> What the task asks: Render the rows below as a numbered list with blank lines omitted, and leave the pictures out of your answer.

> Recorded information:
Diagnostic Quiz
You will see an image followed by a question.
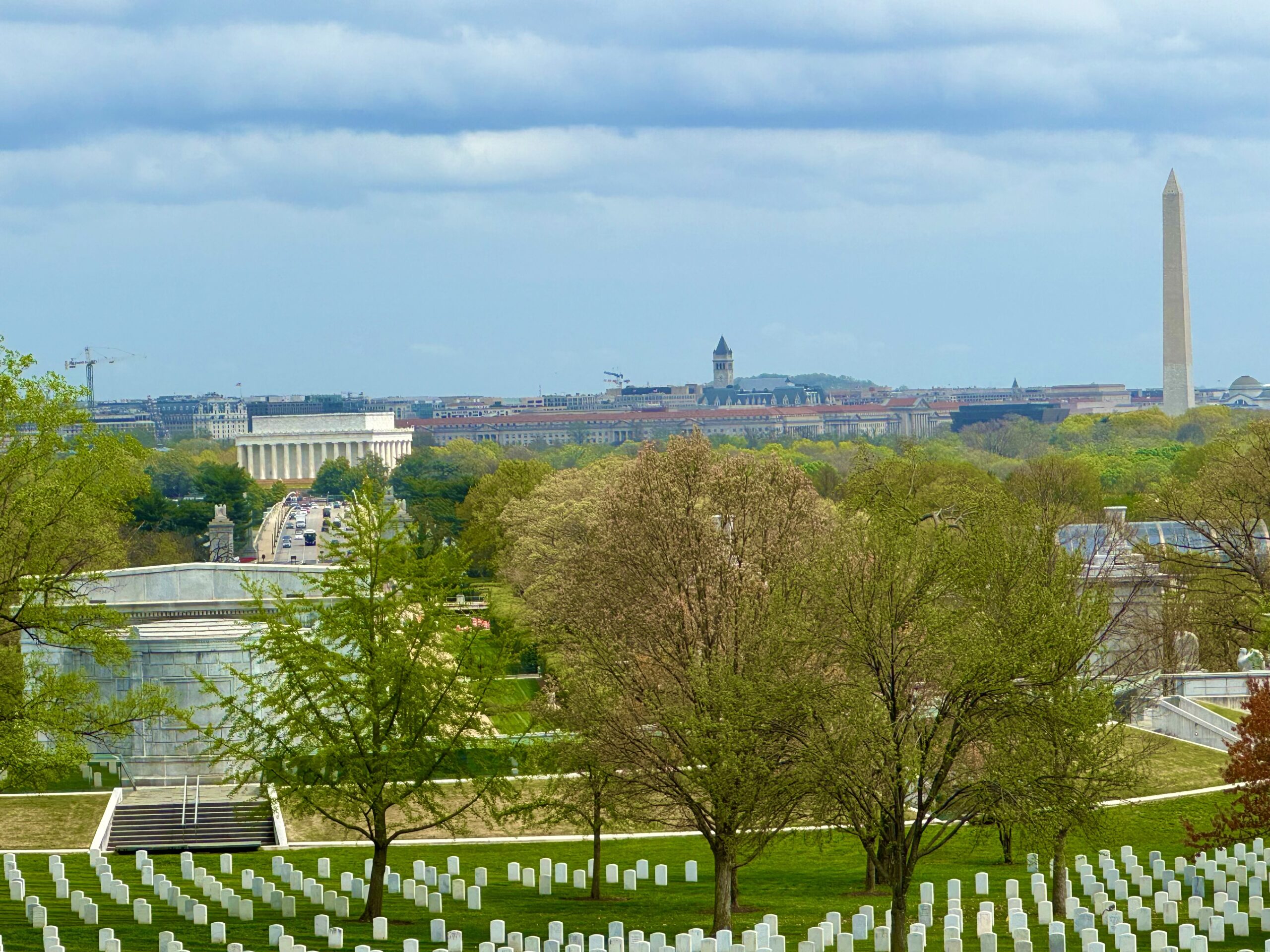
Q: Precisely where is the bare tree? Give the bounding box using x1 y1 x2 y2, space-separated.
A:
508 434 828 929
813 454 1107 952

> Written reply:
1. Diagnostic Quiz
2. You will see an image followed by a question.
3. Q: Precisely where is the bare tree? Give the bounding box using x1 y1 x2 y2, space-separated.
4. A:
5. 508 434 828 929
6. 813 454 1107 952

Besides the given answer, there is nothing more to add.